* [Texto de origem]:
%%

Até quando a “democratização da moda” vai ajudar a apagar a cultura de outras etnias?
Por Isabela Giordan e Heloísa Kennerly
Ana nunca foi muito fã de seus fios crespos, afinal, não era por causa deles que recebia apelidos nada legais na escola? Quando atingiu idade suficiente para tomar as suas decisões, escolheu por jogar química em seu cabelo e ter os tão sonhados fios “lisos”. Ana passou anos com os cabelos ajeitados, endireitados na chapinha e no secador, mas, pelo menos, “domados”. Entretanto, uma coisa não mudou, os apelidos e brincadeiras continuaram. “Ué, mas não eram os meus cabelos crespos o problema?”, pensava a garota. Ana descobriu que não, o tal “problema” estava mais embaixo, estava na cor de sua pele, estava em suas origens e, quando se deu conta da realidade, resolveu lutar contra o racismo que a sondava.
Ana percebeu que o problema não era ela , mas sim os outros e resolveu lutar contra esse racismo (Gif: Reprodução)
Mas, por onde começar? Olhou no espelho e percebeu que, para se libertar, era necessário libertar os seus fios crespos, ou seriam cachos? Após tantos anos de química, Ana não sabia mais como eram os seus cabelos naturais. Para não sofrer muito neste período de transição, sua avó lhe mostrou um grande aliado, o turbante. Segundo a avó de Ana, o turbante faz parte de sua história, foi um símbolo de luta e resistência para a sua tataravó durante o período de escravidão. A partir daquele dia, o turbante transformou-se em o melhor amigo de Ana. Além de ser uma ajuda para a sua autoestima e seu empoderamento como mulher negra, também significava a militância.

%%

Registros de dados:
%%

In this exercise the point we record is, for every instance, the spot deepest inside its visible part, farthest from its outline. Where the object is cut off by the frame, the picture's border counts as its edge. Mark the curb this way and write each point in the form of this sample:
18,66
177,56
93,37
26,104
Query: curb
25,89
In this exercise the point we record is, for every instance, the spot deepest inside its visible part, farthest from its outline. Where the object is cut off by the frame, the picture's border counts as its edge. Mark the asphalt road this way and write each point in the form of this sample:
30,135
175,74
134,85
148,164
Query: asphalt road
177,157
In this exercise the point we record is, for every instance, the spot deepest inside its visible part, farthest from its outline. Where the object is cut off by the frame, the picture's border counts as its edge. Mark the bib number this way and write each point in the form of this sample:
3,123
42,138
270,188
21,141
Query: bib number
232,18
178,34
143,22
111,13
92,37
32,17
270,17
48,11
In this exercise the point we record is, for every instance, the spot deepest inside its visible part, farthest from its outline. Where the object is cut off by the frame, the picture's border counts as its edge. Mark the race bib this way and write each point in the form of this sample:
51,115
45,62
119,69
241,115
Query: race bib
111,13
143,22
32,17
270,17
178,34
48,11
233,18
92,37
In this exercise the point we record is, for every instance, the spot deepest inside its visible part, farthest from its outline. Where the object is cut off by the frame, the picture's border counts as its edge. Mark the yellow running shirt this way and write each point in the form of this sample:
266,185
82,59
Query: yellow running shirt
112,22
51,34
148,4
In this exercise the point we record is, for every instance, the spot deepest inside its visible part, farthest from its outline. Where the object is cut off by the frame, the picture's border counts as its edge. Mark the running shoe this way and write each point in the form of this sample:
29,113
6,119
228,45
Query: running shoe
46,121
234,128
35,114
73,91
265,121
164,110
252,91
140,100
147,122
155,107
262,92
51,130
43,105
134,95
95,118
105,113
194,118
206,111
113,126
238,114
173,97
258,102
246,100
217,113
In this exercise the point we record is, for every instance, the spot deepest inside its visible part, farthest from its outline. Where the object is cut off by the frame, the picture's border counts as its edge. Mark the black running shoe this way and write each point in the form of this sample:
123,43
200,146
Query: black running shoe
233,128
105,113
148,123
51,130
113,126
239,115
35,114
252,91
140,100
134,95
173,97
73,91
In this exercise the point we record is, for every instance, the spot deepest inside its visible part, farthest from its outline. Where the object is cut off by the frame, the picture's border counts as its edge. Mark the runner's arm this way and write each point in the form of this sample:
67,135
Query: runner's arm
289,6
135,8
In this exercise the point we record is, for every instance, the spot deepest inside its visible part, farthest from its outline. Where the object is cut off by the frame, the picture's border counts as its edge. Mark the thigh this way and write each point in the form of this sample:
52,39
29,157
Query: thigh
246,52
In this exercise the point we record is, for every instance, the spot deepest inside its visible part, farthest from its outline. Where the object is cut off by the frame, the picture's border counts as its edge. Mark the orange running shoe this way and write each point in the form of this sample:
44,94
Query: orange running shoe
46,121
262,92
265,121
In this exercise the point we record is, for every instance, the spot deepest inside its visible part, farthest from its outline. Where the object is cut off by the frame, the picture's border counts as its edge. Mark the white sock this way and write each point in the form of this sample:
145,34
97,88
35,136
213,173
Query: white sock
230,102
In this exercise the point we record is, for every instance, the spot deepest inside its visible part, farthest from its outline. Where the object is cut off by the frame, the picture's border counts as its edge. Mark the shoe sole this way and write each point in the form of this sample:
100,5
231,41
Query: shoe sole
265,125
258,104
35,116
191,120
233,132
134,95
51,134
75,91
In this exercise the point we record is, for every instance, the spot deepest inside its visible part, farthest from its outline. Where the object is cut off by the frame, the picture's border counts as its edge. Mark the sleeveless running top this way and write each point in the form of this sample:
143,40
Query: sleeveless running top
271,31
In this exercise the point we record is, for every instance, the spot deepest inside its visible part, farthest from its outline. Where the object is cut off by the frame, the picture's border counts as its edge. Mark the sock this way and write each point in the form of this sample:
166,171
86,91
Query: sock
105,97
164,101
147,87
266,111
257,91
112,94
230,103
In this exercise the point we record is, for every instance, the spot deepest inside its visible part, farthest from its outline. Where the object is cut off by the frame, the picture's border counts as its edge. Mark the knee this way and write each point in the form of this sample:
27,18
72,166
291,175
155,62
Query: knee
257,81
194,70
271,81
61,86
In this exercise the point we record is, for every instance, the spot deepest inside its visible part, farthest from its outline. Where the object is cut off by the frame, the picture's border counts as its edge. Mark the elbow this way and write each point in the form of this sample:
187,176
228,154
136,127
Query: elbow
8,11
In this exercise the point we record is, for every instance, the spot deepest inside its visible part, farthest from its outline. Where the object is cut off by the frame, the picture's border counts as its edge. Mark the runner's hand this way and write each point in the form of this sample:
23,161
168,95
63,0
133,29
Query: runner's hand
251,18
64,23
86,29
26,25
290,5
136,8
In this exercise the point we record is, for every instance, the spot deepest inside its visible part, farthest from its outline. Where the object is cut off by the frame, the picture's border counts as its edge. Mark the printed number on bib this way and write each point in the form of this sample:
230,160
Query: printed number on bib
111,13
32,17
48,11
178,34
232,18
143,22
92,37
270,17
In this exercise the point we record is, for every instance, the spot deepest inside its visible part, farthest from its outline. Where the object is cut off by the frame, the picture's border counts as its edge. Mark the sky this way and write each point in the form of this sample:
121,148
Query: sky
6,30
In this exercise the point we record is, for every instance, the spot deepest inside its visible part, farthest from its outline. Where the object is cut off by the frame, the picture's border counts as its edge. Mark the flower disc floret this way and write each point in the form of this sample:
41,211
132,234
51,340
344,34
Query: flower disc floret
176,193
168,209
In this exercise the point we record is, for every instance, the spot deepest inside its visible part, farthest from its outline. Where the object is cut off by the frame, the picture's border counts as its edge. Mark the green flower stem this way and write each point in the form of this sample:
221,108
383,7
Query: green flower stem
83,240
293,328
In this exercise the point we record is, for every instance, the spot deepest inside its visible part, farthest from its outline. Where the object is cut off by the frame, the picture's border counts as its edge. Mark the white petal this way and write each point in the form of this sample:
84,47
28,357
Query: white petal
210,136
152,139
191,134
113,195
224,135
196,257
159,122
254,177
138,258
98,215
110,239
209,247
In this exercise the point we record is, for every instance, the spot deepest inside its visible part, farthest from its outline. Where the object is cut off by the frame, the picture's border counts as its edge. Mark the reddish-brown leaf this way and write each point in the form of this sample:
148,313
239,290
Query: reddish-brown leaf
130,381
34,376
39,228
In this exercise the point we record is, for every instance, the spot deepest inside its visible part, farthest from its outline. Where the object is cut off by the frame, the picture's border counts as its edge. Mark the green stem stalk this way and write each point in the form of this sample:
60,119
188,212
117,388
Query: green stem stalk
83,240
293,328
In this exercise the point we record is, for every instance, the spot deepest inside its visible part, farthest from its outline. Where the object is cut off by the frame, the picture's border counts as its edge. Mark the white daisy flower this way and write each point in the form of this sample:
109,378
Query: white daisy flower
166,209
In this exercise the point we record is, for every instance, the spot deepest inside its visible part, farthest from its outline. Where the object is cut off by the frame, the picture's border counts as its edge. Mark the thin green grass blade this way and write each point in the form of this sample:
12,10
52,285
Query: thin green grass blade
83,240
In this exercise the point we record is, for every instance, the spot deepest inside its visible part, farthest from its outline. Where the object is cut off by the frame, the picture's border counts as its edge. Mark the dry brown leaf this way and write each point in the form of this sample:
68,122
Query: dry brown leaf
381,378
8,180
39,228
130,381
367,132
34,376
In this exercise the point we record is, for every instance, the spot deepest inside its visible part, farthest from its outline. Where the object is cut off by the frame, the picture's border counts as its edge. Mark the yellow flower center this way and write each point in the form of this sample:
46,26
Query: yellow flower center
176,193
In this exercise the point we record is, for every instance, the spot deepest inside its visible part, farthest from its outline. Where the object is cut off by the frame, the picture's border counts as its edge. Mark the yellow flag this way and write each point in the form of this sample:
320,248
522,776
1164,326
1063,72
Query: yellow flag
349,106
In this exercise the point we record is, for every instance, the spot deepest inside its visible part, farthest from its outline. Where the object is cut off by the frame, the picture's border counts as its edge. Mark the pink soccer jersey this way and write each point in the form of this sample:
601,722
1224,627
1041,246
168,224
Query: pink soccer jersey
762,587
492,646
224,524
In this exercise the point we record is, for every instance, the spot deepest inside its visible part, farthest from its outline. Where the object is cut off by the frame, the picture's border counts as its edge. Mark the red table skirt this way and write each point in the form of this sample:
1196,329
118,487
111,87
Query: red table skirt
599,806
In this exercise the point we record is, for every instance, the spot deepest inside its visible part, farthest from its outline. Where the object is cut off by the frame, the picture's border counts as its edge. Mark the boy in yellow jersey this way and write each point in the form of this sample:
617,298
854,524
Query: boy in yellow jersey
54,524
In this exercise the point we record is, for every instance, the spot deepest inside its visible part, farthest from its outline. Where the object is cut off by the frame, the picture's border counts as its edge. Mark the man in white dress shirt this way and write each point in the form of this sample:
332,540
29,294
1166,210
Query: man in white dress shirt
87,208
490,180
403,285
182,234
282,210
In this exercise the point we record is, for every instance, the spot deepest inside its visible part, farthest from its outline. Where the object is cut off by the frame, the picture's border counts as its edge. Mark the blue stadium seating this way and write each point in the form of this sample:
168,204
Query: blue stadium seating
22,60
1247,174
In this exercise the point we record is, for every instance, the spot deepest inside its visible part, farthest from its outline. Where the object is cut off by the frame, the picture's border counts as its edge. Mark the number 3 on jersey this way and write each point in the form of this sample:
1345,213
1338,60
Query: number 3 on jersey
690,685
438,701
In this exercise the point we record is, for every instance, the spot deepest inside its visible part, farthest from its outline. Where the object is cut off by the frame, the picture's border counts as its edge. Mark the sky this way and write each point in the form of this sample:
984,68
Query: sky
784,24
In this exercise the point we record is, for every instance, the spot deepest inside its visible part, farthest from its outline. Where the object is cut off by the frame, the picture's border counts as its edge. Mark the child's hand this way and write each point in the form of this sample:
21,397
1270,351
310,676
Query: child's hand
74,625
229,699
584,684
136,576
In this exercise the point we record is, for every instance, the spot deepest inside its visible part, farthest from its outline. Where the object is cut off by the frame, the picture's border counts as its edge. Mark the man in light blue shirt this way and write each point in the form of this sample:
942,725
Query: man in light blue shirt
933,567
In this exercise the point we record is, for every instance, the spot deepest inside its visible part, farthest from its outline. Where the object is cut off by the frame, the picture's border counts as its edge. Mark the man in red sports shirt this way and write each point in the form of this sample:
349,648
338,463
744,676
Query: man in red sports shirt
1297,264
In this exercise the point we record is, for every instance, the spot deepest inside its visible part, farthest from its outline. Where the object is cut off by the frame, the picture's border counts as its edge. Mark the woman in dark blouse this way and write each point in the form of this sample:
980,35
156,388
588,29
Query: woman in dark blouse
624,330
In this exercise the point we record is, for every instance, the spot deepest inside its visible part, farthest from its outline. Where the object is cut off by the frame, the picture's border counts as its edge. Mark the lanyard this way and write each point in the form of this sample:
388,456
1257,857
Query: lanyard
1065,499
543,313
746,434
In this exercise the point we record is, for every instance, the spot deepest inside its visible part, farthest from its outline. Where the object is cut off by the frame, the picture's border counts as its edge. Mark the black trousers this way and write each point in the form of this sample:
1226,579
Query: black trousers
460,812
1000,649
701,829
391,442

%%

* [Objetivo da tarefa]: Resuma em duas frases o texto sobre a Ana e o turbante.

* [Resposta do exercício]: Ana recebia apelidos na escola e alisou os fios crespos com química, mas as brincadeiras continuaram, e ela percebeu que o problema estava na cor de sua pele e em suas origens, por isso resolveu lutar contra o racismo. Para passar pela transição de volta ao cabelo natural, sua avó lhe mostrou o turbante, símbolo de luta e resistência durante a escravidão, que virou seu melhor amigo e passou a significar autoestima, empoderamento como mulher negra e militância.